- _To do_
Please show every line of the material below that contains the string "blue", treating case as significant.
** BEGIN **
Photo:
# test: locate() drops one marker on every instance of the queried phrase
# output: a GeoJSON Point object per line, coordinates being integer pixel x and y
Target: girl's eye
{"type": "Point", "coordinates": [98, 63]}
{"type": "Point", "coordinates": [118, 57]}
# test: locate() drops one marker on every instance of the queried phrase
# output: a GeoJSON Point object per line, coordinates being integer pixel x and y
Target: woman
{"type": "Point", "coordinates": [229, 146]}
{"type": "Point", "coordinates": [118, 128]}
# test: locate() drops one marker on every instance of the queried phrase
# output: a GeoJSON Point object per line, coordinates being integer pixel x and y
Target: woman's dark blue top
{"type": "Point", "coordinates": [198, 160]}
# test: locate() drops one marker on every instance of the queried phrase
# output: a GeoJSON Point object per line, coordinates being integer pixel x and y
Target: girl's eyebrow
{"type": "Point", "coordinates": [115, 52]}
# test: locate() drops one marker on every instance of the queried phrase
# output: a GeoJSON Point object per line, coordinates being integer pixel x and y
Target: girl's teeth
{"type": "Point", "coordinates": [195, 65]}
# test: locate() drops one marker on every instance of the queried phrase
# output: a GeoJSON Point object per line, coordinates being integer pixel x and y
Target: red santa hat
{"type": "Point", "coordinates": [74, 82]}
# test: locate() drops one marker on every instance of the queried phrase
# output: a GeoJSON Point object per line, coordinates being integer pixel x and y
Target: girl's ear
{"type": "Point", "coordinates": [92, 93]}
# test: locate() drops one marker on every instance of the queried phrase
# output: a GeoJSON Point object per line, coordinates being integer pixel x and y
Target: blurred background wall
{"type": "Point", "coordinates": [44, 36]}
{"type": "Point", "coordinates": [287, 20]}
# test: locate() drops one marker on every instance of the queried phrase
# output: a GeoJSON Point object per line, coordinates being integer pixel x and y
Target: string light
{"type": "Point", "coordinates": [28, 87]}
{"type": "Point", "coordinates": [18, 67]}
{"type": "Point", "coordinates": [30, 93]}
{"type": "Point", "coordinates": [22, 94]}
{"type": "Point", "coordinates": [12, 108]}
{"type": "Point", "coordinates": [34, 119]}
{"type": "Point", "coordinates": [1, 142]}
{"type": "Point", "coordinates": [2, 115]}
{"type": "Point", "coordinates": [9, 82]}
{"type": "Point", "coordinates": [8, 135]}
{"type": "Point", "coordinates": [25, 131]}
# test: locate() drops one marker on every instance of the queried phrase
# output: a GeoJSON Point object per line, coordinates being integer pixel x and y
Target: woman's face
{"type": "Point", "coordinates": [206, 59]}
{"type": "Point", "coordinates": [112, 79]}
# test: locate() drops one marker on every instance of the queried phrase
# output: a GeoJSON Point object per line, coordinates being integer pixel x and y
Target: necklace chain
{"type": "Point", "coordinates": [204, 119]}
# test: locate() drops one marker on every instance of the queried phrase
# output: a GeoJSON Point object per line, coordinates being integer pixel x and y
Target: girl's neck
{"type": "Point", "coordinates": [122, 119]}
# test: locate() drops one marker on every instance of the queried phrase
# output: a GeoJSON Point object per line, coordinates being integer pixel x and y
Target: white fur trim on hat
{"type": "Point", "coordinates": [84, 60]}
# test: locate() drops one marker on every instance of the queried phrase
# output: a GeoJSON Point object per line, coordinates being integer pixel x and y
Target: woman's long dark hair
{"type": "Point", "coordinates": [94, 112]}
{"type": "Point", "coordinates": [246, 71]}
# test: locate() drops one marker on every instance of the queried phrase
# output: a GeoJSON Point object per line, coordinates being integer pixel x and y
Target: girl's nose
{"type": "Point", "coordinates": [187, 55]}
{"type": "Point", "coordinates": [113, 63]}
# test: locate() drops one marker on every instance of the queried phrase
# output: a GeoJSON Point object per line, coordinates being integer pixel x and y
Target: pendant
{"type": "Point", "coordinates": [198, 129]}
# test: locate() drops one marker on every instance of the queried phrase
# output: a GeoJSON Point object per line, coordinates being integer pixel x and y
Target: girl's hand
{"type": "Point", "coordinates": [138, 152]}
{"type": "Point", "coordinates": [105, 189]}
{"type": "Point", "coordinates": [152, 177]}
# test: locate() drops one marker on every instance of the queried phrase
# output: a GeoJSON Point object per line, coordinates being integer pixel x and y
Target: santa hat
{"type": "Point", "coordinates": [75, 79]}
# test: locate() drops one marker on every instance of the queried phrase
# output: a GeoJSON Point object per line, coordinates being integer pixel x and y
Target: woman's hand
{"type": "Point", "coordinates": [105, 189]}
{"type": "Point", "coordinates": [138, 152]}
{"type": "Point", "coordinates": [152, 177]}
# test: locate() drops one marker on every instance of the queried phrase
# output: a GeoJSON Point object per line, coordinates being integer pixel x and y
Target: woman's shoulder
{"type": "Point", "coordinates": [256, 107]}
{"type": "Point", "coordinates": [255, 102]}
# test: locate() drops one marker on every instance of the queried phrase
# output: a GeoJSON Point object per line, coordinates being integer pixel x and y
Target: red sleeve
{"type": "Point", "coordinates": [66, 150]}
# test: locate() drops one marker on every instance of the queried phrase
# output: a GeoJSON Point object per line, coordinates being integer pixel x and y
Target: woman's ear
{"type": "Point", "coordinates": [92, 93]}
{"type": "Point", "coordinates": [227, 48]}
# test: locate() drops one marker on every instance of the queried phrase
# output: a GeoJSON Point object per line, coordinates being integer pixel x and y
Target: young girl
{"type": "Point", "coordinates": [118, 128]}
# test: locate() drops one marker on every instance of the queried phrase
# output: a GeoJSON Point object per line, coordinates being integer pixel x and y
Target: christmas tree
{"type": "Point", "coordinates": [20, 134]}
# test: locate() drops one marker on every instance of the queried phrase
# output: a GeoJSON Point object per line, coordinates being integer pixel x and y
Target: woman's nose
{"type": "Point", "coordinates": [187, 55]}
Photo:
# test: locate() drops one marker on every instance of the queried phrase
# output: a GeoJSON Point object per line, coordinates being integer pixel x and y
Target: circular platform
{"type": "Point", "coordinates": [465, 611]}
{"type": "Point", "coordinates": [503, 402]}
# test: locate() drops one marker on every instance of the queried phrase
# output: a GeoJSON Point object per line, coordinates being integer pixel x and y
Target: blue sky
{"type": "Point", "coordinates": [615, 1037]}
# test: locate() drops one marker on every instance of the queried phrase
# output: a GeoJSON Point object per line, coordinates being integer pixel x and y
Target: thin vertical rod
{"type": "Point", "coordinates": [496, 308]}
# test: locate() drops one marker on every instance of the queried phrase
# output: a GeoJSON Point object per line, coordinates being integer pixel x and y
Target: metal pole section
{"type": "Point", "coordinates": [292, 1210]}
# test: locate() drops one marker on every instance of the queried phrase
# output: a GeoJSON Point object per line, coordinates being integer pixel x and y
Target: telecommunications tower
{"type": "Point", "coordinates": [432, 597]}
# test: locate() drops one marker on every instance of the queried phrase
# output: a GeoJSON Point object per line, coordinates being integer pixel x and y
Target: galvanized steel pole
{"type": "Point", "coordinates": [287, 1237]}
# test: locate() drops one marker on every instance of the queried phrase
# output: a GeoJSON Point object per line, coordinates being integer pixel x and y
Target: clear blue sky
** END **
- _Written response_
Target: woman's dark blue top
Target: blue sky
Target: clear blue sky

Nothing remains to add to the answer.